## Work required
Images should be left out, and everything else in the listing reproduced exactly.

## Information supplied
•••••

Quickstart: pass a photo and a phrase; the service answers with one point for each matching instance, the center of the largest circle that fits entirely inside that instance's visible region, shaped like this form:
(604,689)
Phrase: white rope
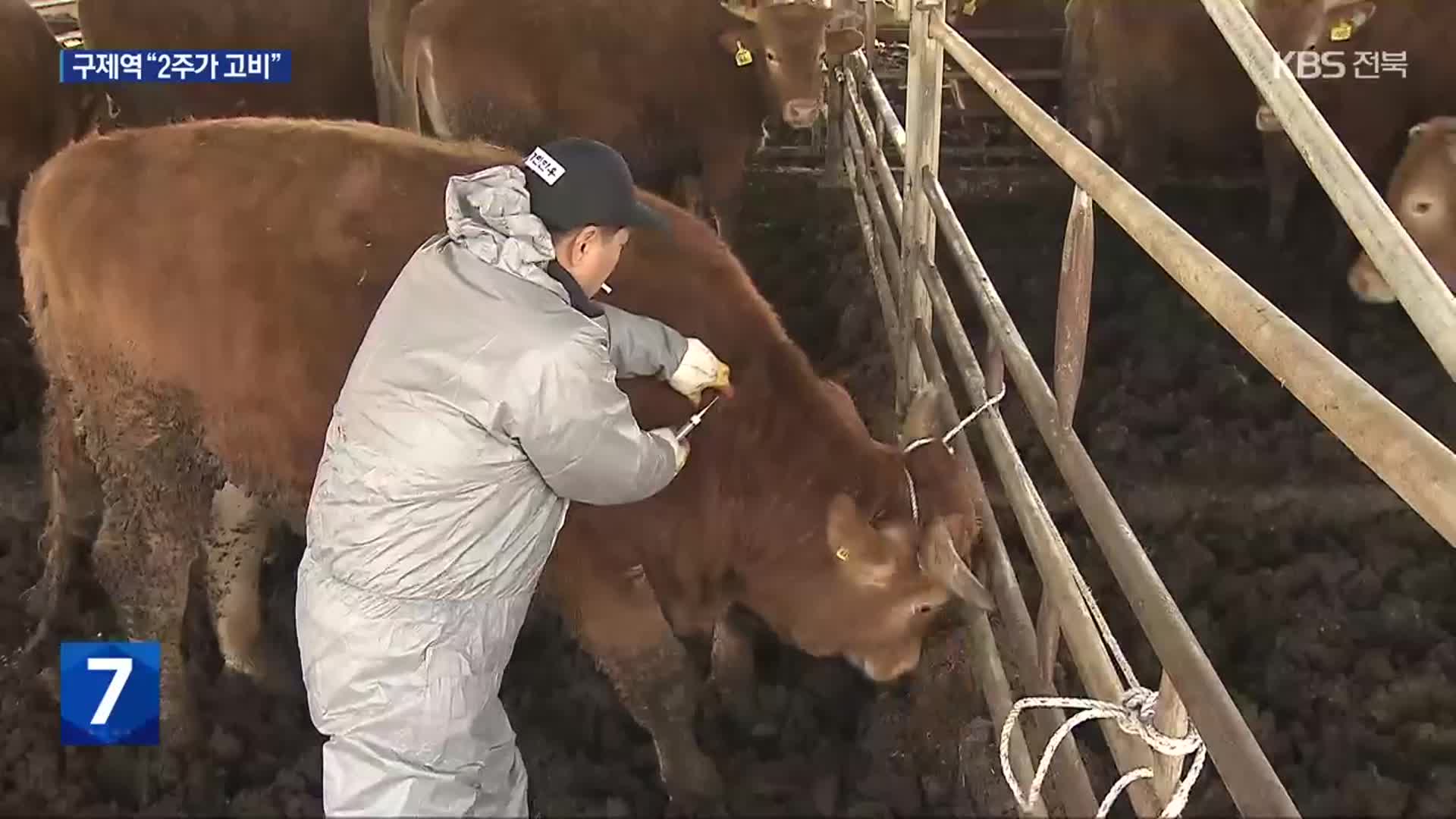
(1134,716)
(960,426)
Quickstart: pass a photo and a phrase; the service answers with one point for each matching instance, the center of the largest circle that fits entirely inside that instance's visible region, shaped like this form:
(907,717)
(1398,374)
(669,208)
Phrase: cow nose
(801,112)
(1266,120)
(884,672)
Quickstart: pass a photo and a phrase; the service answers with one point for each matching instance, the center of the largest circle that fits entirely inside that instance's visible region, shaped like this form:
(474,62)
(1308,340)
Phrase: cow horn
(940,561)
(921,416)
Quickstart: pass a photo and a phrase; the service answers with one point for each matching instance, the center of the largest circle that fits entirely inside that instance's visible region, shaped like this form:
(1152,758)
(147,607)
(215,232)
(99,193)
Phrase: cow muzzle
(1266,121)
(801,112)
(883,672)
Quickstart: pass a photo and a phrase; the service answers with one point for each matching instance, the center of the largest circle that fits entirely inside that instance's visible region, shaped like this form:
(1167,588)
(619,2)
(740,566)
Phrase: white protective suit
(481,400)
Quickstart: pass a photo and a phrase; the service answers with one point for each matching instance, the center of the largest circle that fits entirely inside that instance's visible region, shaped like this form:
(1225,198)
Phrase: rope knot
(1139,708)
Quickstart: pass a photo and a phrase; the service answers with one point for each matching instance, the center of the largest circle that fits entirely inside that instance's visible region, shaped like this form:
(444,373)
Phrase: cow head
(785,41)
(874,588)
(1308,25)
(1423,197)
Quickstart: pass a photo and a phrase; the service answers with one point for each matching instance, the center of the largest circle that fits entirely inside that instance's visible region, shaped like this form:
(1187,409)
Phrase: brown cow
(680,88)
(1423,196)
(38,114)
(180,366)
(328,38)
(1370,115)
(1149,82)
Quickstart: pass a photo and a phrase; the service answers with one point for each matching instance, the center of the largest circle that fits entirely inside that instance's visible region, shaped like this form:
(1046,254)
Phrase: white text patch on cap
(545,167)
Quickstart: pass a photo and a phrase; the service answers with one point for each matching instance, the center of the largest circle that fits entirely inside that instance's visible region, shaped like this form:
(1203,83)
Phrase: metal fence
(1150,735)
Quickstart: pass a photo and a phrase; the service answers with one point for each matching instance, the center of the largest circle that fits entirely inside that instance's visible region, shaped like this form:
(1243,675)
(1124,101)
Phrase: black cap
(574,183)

•••••

## Correct result
Quickstart: pass a photo and a phrase; the service answers with one point for each matching instance, the center of the largest circle that fits entirely inside that instance's visible region, shaped like this form:
(604,689)
Phrase: white rope
(1134,716)
(960,426)
Quickstart: pass a photo and a phrase; the service answers with one point for each matching instance, the center of the largest circle that fits entirely inside that instance's visible region, shaped like this form:
(907,717)
(1398,374)
(669,208)
Phrase: cow nose
(801,112)
(1266,120)
(884,672)
Quickstart: pass a photo and a phrase; the service answers with one point for each matching instance, the center of the largest circle that fits entirely inside that instance's visible region, shaped like this form:
(474,62)
(1308,340)
Phrase: cow horn
(940,561)
(921,416)
Quickstart: pass a photo and a phrase; the service answers with one point for each matching instance, the center of the largest circle that fits entirely inside that instance's visible region, shaped like this form:
(1152,758)
(147,607)
(215,232)
(99,193)
Phrase: cow muzzle
(1266,121)
(801,112)
(883,672)
Quickstart: pass a photo and a phrase; the service answers with one point for each matching instance, the center of the largest circle that fits entirely inside that instance's visible region, shaped like this form:
(1167,588)
(619,2)
(740,566)
Phrase: white protective suit
(481,400)
Quickstart: pass a photo and a phrase; the service answers with one point for each matching instance, the center of the largest circle that fits entirely inside that instance's visible region, shaped like this form:
(1225,198)
Phrase: rope knot
(1139,708)
Quickstart: pass a photo and a phrase; the service answers with one point for each matching instance, the center of the largest circle that fits entirely inside that instance's visible region, shaped like this form:
(444,373)
Phrase: cow head
(785,41)
(874,588)
(1308,25)
(1423,197)
Quickstart: pass a photo and a phrase; the service answers with one point for each matching instance, the center of the largest circle that fits entirely inside that instance's visible region, shaped like this form:
(1187,409)
Phrase: brown cow
(680,88)
(1423,196)
(38,114)
(180,366)
(328,38)
(1370,115)
(1149,82)
Quickstart: pass a photo and a phrase; the service answers with one point for each matching instance, the center of the largest circle that fits entirely inside that instance's visible region, shaped like this form:
(1046,254)
Phrase: white text patch on cap
(545,167)
Quickstart: pass a photo and a phrase; the service answers with one point for each matching instance, the center of the largest circle that fits entirely inside that instance's visible region, shaped like this form:
(1203,83)
Phrase: metal fence
(1150,735)
Quickstart: pass a photo and a phrase; the service answers with one point for each matching instance, the center of the largest circle that fits entirely inside that instance's visible region, shaped like this form:
(1243,675)
(1124,101)
Phrase: black cap
(574,183)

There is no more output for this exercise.